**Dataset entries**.

● ● ● ●

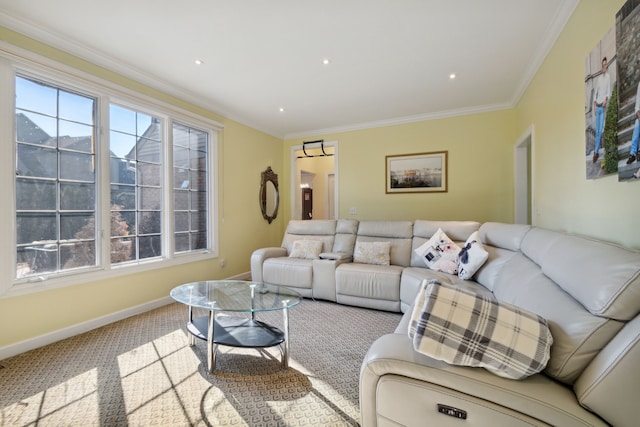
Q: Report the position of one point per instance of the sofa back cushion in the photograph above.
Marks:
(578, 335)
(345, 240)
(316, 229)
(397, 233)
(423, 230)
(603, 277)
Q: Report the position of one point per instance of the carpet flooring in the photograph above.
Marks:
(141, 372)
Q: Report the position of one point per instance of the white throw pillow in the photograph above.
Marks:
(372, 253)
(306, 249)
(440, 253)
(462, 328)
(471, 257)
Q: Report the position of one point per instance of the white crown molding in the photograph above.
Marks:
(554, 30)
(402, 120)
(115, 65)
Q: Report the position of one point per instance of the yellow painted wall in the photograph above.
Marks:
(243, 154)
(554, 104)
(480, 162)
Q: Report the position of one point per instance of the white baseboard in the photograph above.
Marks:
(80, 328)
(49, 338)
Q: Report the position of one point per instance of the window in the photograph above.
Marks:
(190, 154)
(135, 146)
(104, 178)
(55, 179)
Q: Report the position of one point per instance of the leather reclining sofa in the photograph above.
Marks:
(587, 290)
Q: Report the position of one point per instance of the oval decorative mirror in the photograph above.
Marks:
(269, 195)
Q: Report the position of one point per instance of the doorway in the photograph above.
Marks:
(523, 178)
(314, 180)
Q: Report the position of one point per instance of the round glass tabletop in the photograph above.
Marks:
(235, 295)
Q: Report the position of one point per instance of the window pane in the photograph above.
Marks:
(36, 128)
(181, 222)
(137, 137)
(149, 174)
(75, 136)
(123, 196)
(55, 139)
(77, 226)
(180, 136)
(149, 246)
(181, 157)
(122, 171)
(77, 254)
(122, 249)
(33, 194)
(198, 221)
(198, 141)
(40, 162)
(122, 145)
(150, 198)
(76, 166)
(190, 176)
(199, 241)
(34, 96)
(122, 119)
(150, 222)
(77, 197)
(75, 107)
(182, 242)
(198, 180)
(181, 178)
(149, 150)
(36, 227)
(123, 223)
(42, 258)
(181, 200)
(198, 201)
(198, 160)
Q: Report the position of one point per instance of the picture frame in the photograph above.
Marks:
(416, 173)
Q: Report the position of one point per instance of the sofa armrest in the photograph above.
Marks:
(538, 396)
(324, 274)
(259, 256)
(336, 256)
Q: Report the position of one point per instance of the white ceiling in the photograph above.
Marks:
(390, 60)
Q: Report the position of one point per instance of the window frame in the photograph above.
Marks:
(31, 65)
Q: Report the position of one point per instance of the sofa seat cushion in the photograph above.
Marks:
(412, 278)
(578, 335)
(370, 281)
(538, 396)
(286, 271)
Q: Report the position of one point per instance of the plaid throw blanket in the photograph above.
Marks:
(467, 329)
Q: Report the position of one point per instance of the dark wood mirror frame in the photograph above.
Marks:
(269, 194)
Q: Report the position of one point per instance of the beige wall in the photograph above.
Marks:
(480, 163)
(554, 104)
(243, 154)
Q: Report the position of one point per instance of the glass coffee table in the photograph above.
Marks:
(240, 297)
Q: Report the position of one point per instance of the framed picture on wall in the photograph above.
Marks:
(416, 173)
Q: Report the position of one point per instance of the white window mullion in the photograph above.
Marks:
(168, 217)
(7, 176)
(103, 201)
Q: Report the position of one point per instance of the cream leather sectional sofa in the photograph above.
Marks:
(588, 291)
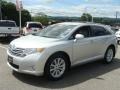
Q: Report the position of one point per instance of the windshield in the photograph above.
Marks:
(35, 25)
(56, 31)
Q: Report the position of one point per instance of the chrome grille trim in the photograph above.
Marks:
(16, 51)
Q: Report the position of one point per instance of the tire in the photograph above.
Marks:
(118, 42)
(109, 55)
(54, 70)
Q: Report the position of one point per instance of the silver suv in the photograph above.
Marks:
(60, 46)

● ● ● ●

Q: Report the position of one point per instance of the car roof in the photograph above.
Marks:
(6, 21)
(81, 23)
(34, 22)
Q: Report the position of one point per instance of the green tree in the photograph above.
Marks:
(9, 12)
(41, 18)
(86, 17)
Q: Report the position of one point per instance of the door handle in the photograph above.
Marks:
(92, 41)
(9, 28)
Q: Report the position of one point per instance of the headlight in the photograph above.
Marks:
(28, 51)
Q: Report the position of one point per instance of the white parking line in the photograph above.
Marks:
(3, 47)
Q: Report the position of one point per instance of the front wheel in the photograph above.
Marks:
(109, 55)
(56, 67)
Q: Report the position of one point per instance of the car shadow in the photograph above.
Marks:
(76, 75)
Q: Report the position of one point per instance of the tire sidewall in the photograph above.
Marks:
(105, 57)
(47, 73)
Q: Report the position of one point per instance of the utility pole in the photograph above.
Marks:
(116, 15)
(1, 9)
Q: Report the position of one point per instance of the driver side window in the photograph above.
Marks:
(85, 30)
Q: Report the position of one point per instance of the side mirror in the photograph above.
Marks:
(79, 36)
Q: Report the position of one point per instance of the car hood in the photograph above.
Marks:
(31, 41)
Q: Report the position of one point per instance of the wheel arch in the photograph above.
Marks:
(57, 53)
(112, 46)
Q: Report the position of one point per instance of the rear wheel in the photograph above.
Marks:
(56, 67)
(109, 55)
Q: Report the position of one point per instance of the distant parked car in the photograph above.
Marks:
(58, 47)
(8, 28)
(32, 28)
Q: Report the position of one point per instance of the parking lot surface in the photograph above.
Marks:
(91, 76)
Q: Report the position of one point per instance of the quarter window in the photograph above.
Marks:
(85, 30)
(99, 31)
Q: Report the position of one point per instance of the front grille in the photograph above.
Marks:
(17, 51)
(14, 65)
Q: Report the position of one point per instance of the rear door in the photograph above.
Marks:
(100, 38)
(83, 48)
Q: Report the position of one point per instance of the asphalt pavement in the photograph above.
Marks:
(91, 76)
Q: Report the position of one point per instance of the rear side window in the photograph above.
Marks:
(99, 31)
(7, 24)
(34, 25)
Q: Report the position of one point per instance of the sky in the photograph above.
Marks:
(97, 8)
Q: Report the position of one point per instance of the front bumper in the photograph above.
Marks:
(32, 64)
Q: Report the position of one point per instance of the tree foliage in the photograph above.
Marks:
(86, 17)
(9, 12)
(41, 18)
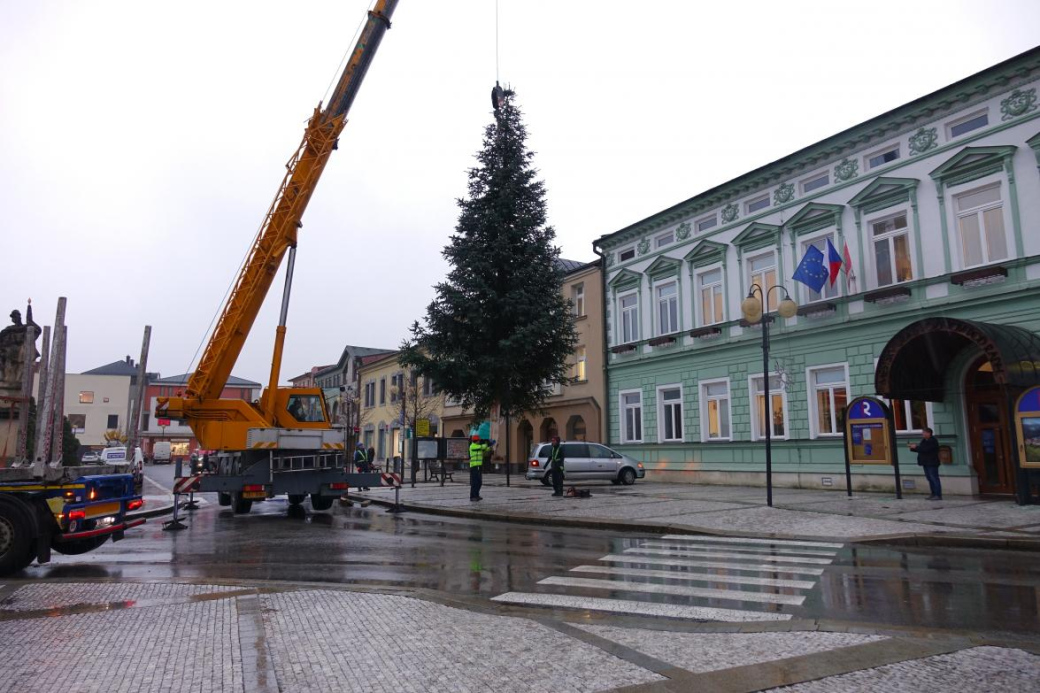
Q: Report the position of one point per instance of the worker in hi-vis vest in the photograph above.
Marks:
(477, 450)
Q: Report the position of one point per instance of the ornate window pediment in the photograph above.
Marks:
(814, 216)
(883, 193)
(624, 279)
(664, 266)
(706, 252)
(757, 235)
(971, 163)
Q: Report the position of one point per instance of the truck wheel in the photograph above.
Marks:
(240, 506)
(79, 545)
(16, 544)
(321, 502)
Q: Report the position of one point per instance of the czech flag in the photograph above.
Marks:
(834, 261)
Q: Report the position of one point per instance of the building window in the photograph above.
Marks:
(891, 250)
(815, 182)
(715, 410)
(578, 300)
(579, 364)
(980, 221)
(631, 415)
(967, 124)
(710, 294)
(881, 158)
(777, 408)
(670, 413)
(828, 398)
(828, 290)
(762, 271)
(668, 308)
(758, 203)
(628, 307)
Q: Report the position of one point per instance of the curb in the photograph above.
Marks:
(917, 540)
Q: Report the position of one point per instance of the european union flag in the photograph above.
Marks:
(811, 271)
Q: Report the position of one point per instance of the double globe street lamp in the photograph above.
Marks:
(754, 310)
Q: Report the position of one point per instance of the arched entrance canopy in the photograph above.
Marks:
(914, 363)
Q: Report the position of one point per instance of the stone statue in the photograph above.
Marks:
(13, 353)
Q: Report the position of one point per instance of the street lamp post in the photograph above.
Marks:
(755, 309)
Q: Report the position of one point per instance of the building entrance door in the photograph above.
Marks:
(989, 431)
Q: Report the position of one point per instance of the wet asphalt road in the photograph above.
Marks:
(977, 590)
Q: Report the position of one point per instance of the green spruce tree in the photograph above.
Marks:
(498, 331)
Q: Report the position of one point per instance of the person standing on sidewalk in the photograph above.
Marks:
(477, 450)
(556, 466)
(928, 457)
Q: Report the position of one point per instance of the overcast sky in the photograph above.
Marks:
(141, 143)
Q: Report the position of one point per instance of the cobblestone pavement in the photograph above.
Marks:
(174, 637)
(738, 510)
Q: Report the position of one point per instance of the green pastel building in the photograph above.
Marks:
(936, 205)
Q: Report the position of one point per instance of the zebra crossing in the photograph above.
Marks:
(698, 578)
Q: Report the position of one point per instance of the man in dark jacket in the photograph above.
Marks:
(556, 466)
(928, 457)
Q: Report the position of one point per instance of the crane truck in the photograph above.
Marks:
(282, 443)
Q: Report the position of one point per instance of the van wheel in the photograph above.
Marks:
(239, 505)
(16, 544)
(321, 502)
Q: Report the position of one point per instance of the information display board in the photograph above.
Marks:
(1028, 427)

● ● ● ●

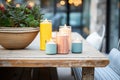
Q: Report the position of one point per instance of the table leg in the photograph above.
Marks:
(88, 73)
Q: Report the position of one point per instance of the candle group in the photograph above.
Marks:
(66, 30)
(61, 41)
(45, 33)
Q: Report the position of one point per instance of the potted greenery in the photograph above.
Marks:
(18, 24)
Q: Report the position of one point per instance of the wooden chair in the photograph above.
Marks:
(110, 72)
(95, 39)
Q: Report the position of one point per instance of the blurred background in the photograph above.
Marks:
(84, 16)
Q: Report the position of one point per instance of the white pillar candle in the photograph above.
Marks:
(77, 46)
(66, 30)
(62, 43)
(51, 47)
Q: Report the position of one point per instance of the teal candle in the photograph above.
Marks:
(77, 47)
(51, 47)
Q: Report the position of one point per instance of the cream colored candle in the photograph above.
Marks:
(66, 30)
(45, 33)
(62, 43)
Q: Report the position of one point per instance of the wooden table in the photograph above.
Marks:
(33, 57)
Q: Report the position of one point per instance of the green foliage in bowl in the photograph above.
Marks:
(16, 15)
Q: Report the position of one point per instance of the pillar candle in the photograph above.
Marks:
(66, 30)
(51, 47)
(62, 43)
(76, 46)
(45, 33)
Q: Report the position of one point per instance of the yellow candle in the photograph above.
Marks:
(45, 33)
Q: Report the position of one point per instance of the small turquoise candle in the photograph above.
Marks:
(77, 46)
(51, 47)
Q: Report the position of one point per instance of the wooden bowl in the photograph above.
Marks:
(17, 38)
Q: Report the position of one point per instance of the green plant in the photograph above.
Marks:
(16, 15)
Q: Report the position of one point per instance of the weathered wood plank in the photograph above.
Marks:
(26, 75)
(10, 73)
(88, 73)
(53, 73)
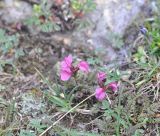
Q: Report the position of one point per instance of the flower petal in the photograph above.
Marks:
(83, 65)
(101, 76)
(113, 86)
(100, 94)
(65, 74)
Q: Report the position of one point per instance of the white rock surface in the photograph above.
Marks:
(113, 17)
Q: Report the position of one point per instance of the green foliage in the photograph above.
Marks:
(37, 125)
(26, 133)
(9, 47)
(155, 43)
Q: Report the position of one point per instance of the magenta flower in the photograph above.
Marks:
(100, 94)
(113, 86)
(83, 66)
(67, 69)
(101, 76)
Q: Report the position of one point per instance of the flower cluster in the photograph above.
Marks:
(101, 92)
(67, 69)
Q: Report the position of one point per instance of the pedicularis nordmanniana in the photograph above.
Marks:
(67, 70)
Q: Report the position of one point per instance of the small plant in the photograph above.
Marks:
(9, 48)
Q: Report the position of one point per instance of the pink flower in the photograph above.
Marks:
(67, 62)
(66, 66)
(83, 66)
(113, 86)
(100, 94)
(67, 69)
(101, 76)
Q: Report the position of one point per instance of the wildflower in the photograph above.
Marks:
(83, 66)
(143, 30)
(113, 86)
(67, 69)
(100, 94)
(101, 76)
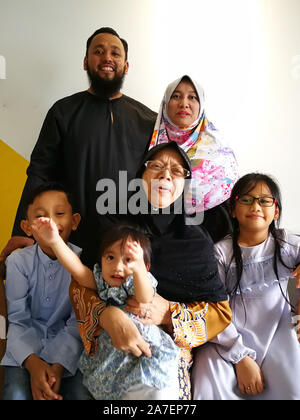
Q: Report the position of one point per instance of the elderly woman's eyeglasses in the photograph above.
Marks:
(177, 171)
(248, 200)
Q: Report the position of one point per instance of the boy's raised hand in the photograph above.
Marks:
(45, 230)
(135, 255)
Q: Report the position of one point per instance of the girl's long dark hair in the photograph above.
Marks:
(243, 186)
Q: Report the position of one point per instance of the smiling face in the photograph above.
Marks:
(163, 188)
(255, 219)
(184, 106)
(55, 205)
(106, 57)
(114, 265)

● ● ● ●

**WRITTEN TASK**. Count the lines in the material above that contain the string "white", and give only the number.

**ANSWER BELOW**. 8